▶ _Task objective_: Once the line containing "target | stem" is found in the records below, return it and each following line exactly, up to and including the line containing "target | leaf", and nothing else.

--- Dataset ---

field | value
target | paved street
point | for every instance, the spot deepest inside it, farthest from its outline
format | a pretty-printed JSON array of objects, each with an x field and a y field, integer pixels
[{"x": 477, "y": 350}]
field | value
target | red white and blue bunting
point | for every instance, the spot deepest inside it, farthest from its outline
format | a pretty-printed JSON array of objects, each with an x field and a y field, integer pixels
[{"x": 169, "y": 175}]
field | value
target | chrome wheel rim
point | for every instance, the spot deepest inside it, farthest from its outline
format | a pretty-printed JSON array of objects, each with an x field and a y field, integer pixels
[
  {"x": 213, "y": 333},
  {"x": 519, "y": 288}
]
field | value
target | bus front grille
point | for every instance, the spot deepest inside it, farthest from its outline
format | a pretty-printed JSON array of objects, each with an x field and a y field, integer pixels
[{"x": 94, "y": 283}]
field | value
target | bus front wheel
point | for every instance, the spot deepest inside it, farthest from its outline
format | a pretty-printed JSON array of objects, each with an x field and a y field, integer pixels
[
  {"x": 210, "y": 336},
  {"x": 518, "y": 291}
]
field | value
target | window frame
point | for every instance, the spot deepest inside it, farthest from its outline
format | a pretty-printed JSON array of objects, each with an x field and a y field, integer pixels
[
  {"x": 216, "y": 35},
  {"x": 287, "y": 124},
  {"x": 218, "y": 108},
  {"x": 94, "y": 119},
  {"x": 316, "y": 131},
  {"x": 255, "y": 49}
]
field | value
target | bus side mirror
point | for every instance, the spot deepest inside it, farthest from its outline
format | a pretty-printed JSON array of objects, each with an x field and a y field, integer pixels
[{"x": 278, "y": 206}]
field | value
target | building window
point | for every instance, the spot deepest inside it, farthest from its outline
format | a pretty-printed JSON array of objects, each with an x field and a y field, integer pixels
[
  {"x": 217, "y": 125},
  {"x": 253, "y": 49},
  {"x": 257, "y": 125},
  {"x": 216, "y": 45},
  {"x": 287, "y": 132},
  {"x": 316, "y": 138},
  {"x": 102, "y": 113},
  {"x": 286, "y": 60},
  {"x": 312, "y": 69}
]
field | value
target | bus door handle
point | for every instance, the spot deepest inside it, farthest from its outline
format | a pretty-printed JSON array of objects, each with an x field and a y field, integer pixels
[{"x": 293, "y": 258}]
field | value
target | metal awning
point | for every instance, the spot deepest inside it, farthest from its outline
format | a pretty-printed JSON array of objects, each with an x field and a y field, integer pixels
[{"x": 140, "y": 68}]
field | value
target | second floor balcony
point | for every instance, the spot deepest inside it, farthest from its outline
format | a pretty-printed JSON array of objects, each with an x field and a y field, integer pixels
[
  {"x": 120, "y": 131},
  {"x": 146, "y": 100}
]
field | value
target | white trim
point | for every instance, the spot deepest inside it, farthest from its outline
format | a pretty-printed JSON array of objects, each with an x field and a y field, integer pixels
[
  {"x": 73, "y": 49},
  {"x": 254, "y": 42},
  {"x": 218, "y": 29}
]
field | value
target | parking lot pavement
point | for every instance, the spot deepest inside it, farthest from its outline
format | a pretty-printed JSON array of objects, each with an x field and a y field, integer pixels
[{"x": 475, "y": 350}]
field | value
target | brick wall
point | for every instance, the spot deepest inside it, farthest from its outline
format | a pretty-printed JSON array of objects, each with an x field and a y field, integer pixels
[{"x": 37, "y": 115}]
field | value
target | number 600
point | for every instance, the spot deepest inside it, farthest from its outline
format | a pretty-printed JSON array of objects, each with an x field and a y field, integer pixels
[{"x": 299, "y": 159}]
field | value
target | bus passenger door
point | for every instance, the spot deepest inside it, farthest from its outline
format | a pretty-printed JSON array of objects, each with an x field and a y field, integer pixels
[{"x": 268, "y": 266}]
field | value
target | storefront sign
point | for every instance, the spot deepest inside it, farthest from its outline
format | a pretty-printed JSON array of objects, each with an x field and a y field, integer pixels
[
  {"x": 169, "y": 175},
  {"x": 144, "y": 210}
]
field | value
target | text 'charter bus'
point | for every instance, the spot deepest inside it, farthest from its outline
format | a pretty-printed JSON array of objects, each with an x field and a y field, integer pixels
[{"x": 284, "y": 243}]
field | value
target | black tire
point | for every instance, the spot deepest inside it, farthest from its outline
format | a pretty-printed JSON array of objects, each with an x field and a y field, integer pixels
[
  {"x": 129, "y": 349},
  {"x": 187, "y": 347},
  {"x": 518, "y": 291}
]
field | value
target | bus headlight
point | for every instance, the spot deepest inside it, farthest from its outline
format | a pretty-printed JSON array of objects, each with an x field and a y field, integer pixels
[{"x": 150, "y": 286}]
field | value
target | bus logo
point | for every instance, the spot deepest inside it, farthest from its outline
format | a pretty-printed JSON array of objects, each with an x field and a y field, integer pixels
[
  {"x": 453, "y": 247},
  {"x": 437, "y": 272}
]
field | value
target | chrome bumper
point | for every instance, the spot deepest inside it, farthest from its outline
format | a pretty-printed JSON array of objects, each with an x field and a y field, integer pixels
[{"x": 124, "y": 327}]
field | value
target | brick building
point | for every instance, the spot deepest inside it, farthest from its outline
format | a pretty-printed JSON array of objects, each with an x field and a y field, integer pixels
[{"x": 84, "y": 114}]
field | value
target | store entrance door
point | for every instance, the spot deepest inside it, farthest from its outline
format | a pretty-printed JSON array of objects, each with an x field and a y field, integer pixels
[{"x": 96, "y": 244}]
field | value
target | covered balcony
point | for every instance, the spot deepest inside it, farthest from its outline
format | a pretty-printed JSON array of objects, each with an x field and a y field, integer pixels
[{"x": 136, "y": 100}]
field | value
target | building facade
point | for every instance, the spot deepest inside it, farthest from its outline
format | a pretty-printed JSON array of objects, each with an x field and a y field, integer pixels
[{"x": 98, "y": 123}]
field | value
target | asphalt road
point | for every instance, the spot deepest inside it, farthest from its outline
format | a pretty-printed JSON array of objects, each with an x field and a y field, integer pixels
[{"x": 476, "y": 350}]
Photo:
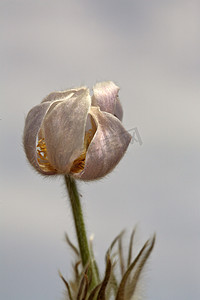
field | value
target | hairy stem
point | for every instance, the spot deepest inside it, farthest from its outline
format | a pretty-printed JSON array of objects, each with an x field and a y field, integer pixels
[{"x": 80, "y": 229}]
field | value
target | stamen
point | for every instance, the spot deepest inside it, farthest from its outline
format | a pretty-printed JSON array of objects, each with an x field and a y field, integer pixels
[
  {"x": 42, "y": 156},
  {"x": 79, "y": 163}
]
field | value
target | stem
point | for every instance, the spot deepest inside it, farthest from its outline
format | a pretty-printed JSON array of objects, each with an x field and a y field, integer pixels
[{"x": 80, "y": 229}]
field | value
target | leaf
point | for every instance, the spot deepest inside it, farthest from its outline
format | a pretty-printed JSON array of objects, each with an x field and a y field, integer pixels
[
  {"x": 121, "y": 294},
  {"x": 131, "y": 247},
  {"x": 71, "y": 245},
  {"x": 140, "y": 267},
  {"x": 67, "y": 285},
  {"x": 102, "y": 291}
]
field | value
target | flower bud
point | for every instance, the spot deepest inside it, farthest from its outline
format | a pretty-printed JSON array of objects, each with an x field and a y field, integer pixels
[{"x": 71, "y": 132}]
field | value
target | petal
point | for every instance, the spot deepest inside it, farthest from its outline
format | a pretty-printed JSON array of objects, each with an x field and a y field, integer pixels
[
  {"x": 63, "y": 95},
  {"x": 106, "y": 97},
  {"x": 32, "y": 126},
  {"x": 107, "y": 147},
  {"x": 64, "y": 130}
]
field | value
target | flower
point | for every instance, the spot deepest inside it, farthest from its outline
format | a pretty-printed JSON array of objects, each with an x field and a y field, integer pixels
[{"x": 70, "y": 132}]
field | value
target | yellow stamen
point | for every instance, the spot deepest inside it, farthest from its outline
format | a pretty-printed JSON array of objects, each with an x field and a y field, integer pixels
[
  {"x": 42, "y": 156},
  {"x": 79, "y": 163}
]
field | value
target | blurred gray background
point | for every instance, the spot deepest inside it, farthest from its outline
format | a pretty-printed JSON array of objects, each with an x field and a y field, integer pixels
[{"x": 151, "y": 50}]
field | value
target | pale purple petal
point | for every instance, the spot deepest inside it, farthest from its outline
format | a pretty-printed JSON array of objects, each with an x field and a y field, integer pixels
[
  {"x": 63, "y": 95},
  {"x": 33, "y": 122},
  {"x": 106, "y": 97},
  {"x": 107, "y": 147},
  {"x": 64, "y": 130}
]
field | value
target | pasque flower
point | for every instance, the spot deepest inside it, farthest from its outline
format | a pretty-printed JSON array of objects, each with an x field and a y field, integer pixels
[{"x": 71, "y": 132}]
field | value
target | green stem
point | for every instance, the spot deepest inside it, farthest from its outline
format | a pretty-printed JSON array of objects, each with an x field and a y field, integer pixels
[{"x": 80, "y": 229}]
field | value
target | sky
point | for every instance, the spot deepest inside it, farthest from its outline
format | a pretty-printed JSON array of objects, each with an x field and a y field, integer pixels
[{"x": 150, "y": 49}]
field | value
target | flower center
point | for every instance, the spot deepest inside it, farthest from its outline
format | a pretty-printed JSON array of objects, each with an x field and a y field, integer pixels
[
  {"x": 79, "y": 163},
  {"x": 42, "y": 156}
]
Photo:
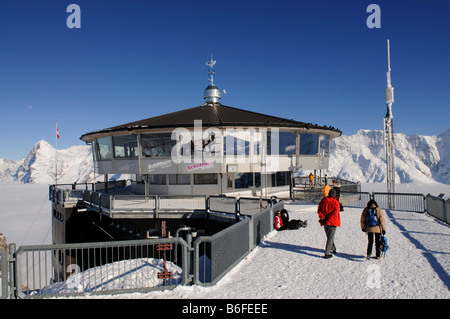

---

▶ _Answer section_:
target | stem
point | for every instance, the spot deepest inside it, farthest from its outline
format | a pretty-printed JSON array of objects, each with an x field and a y field, integer pixels
[{"x": 80, "y": 229}]
field | value
target | leaf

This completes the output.